▶ _Задание_:
Продолжите фрагмент ноутбука о разбиении данных для валидации рекомендательных моделей, начиная сразу после последней показанной строки.

┌─ Приведённый фрагмент

In [7]:
import pandas as pd
import numpy as np
import scipy as sp
import requests
from tqdm.auto import tqdm
from scipy.stats import mode 
from pprint import pprint
from implicit.nearest_neighbours import CosineRecommender, TFIDFRecommender, BM25Recommender
import warnings
warnings.filterwarnings("ignore")

from rectools import Columns
from rectools.model_selection import TimeRangeSplitter
from rectools.dataset import Dataset, Interactions
from rectools.models.popular import PopularModel
from rectools.models.implicit_knn import ImplicitItemKNNWrapperModel
from rectools.metrics import Precision, Recall, MeanInvUserFreq, MAP, Serendipity, calc_metrics

pd.set_option('display.max_columns', None)
pd.set_option('display.max_colwidth', 200)

In [8]:
interactions = pd.read_csv('../data/kion_train/interactions.csv')

interactions.rename(columns={
        'last_watch_dt': Columns.Datetime,
        'total_dur': Columns.Weight
    }, 
    inplace=True
) 

interactions['datetime'] = pd.to_datetime(interactions['datetime'])

# Split

В соответствии с предположением из ноутбука "HW-3.1" сделаем **валидацию по 5 дней и по 7 дней**

In [4]:
def create_data_range(
    last_date: pd.Timestamp, 
    n_folds: int = 7, 
    unit: str = "W", 
    n_units: int = 1, 
    show: bool = True,
):
    periods = n_folds + 1
    freq = f"{n_units}{unit}"
    
    start_date = last_date - pd.Timedelta(n_folds * n_units + n_units, unit=unit)  
    
    date_range = pd.date_range(start=start_date, periods=periods, freq=freq, tz=last_date.tz)
    
    if show:
        print(
            f"start_date: {start_date}\n"
            f"last_date: {last_date}\n"
            f"periods: {periods}\n"
            f"freq: {freq}\n"
            f"Test fold borders: {date_range.values.astype('datetime64[D]')}\n"
        )
        
    return date_range

In [5]:
CONFIG_CV = {
    "cv_v1": {
        "n_folds": 5,
        "unit": "W",
        "n_units": 1,
    },
    "cv_v2": {
        "n_folds": 5,
        "unit": "D",
        "n_units": 5,
    }, 
}

In [6]:
last_date = interactions[Columns.Datetime].max().normalize()
last_date

Timestamp('2021-08-22 00:00:00')

In [7]:
print("***Folds v1***")

└─
┌─ Предоставленные записи

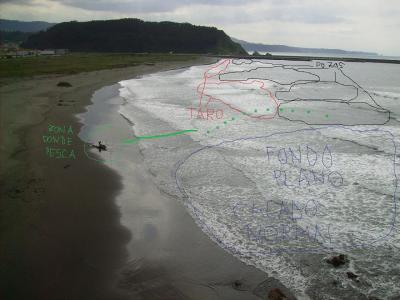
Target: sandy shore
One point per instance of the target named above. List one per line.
(61, 235)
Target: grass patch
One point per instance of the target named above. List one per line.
(80, 62)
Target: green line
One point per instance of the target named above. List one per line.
(158, 136)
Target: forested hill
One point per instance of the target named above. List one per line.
(134, 35)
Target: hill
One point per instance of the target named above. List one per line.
(16, 37)
(134, 35)
(282, 48)
(13, 25)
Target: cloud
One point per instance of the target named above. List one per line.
(145, 6)
(353, 25)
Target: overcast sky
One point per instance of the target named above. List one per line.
(367, 25)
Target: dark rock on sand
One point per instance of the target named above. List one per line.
(337, 261)
(276, 294)
(353, 276)
(64, 84)
(273, 289)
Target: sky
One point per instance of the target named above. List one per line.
(363, 25)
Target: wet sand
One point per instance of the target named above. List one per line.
(61, 231)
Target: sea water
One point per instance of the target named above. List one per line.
(284, 164)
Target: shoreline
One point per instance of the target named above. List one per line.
(61, 232)
(169, 255)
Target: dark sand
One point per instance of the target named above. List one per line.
(61, 234)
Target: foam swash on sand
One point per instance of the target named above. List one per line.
(290, 163)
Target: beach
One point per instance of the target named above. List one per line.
(62, 236)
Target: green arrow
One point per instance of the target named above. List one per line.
(158, 136)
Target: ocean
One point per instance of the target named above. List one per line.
(282, 164)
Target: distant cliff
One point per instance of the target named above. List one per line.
(134, 35)
(283, 48)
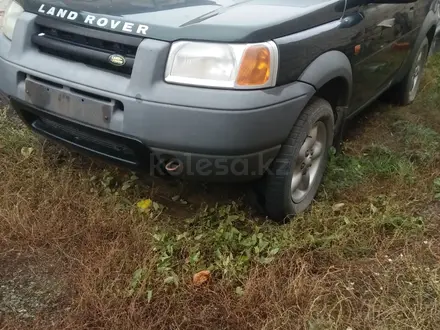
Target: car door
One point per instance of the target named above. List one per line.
(383, 45)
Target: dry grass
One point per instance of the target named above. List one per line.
(96, 262)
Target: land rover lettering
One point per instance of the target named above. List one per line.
(94, 20)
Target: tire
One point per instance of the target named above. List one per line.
(317, 119)
(405, 92)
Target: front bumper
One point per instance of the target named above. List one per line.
(215, 134)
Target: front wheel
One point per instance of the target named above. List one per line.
(295, 175)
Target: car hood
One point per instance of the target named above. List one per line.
(212, 20)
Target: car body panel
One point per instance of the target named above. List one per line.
(220, 20)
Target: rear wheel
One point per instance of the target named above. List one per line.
(295, 175)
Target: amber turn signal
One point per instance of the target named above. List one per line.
(254, 67)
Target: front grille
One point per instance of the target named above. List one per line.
(89, 46)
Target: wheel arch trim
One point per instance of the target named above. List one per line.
(326, 67)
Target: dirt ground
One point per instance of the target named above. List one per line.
(78, 250)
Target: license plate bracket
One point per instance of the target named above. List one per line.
(69, 103)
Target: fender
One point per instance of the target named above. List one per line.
(429, 22)
(330, 65)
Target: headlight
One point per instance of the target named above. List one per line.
(13, 11)
(240, 66)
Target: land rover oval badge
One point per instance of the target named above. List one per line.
(117, 60)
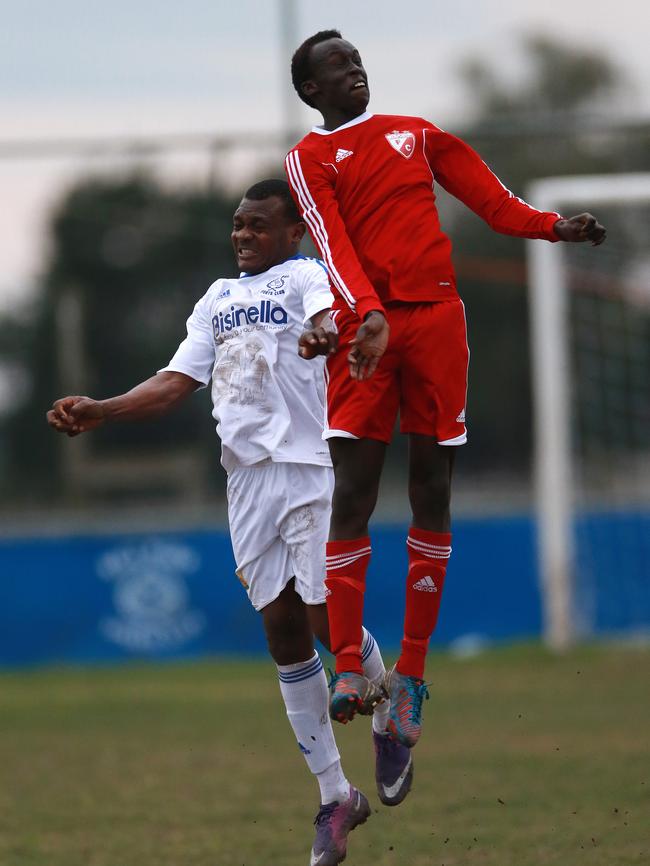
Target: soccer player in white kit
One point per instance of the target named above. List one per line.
(269, 406)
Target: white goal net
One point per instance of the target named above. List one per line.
(590, 332)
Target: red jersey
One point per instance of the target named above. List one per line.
(366, 192)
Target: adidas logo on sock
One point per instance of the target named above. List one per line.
(425, 584)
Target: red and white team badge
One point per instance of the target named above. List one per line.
(402, 142)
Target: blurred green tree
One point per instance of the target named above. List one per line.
(558, 117)
(137, 256)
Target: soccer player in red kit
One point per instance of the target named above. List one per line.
(365, 185)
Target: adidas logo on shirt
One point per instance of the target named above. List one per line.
(425, 584)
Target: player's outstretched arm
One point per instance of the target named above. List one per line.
(580, 228)
(320, 339)
(368, 345)
(155, 396)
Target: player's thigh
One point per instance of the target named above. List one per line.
(257, 499)
(360, 409)
(434, 373)
(305, 526)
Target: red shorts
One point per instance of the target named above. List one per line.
(423, 374)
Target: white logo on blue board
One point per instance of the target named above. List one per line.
(150, 595)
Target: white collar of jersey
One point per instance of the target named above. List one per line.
(297, 257)
(360, 119)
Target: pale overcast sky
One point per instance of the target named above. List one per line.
(73, 68)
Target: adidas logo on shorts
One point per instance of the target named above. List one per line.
(425, 584)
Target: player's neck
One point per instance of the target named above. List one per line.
(334, 117)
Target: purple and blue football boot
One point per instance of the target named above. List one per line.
(333, 823)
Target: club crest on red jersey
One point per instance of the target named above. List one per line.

└─

▶ _Ответ_:
date_range_v1 = create_data_range(
    last_date, 
    n_folds=CONFIG_CV["cv_v1"]["n_folds"], 
    unit=CONFIG_CV["cv_v1"]["unit"], 
    n_units=CONFIG_CV["cv_v1"]["n_units"]
)

print("***Folds v2***")
date_range_v2 = create_data_range(
    last_date, 
    n_folds=CONFIG_CV["cv_v2"]["n_folds"], 
    unit=CONFIG_CV["cv_v2"]["unit"], 
    n_units=CONFIG_CV["cv_v2"]["n_units"]
)

***Folds v1***
start_date: 2021-07-11 00:00:00
last_date: 2021-08-22 00:00:00
periods: 6
freq: 1W
Test fold borders: ['2021-07-11' '2021-07-18' '2021-07-25' '2021-08-01' '2021-08-08'
 '2021-08-15']

***Folds v2***
start_date: 2021-07-23 00:00:00
last_date: 2021-08-22 00:00:00
periods: 6
freq: 5D
Test fold borders: ['2021-07-23' '2021-07-28' '2021-08-02' '2021-08-07' '2021-08-12'
 '2021-08-17']



In [8]:
cv_v1 = TimeRangeSplitter(
    date_range=date_range_v1,
    filter_already_seen=True,
    filter_cold_items=True,
    filter_cold_users=True,
)
print(f"Real number of folds: {cv_v1.get_n_splits(Interactions(interactions))}")

cv_v2 = TimeRangeSplitter(
    date_range=date_range_v2,
    filter_already_seen=True,
    filter_cold_items=True,
    filter_cold_users=True,
)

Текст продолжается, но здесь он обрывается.